- _Texto proporcionado_
=======

Por misántropa que una se perciba, es difícil evitar que permee cierto entusiasmo por haberse reencontrado. Entre esos aparentes desconocidos hay personas que se merecen más de un renglón en la biografía autorizada de cada uno. Como esas amigas que te sujetaron el pelo cuando vomitabas tras un empacho de combinados terroríficos. Para qué tomar una vulgar cerveza si podías echarte al gaznate un Licor 43 con Cointreau o mosto Greip con Marie Brizard –hay dentistas millonarios gracias a la coctelería de los ochenta–. Si la Unesco estuviese centrada en lo importante esa clase de amigas hace tiempo que habrían sido consideradas Patrimonio de la Humanidad.

=======

- _Material mostrado_
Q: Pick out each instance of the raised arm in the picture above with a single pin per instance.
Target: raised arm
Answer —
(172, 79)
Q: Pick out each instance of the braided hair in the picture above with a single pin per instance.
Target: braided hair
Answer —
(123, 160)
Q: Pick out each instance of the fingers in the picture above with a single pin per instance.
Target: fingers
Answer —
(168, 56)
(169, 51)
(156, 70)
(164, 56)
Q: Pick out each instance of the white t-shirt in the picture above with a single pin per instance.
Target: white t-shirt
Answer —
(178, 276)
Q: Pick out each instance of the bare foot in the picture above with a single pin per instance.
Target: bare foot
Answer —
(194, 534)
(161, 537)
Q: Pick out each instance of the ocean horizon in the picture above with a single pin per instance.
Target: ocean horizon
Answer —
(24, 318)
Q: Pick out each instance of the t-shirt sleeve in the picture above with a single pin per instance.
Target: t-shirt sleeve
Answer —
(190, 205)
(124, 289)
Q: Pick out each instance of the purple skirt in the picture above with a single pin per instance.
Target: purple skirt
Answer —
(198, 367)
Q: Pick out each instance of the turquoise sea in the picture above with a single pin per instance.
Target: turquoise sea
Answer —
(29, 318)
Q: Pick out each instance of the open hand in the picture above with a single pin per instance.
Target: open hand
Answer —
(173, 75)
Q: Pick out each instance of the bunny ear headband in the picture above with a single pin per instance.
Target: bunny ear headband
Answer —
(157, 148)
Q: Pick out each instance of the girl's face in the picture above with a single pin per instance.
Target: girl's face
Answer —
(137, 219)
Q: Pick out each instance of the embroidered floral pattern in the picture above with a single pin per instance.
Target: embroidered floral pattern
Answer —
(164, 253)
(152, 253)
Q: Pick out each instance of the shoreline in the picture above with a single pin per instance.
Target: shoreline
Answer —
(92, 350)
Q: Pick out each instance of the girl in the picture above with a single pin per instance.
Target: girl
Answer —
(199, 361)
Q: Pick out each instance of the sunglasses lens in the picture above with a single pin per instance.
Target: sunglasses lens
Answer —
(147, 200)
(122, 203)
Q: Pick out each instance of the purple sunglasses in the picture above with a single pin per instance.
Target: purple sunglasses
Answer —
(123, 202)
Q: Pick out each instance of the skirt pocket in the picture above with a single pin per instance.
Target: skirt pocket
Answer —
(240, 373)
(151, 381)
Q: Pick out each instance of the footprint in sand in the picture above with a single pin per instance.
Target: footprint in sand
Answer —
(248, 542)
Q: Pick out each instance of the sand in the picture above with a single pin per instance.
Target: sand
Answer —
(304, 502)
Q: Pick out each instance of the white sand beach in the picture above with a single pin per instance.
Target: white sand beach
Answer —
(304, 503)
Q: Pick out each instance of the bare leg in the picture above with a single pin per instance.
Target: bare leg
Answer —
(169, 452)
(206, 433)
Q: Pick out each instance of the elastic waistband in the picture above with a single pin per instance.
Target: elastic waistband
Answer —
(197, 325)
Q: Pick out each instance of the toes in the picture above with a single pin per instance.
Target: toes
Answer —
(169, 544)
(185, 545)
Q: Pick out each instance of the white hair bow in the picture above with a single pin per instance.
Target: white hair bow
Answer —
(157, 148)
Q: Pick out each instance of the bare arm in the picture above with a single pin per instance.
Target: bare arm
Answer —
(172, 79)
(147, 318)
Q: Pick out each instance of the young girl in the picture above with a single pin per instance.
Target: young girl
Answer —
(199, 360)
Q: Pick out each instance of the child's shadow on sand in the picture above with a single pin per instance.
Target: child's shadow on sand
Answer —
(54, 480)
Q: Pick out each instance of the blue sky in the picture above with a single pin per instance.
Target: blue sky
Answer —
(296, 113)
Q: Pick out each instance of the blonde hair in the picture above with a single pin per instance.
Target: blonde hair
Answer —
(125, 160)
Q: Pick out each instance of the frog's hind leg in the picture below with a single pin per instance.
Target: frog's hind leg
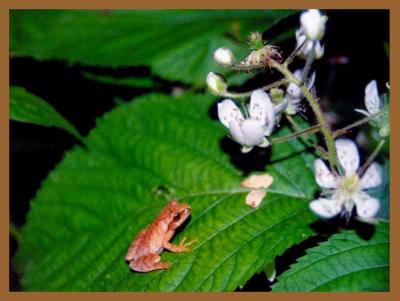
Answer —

=======

Reproduce íntegro el texto proporcionado, sin cambiar nada. El material no tiene ningún papel en esto.

- _Resultado del ejercicio_
Por misántropa que una se perciba, es difícil evitar que permee cierto entusiasmo por haberse reencontrado. Entre esos aparentes desconocidos hay personas que se merecen más de un renglón en la biografía autorizada de cada uno. Como esas amigas que te sujetaron el pelo cuando vomitabas tras un empacho de combinados terroríficos. Para qué tomar una vulgar cerveza si podías echarte al gaznate un Licor 43 con Cointreau o mosto Greip con Marie Brizard –hay dentistas millonarios gracias a la coctelería de los ochenta–. Si la Unesco estuviese centrada en lo importante esa clase de amigas hace tiempo que habrían sido consideradas Patrimonio de la Humanidad.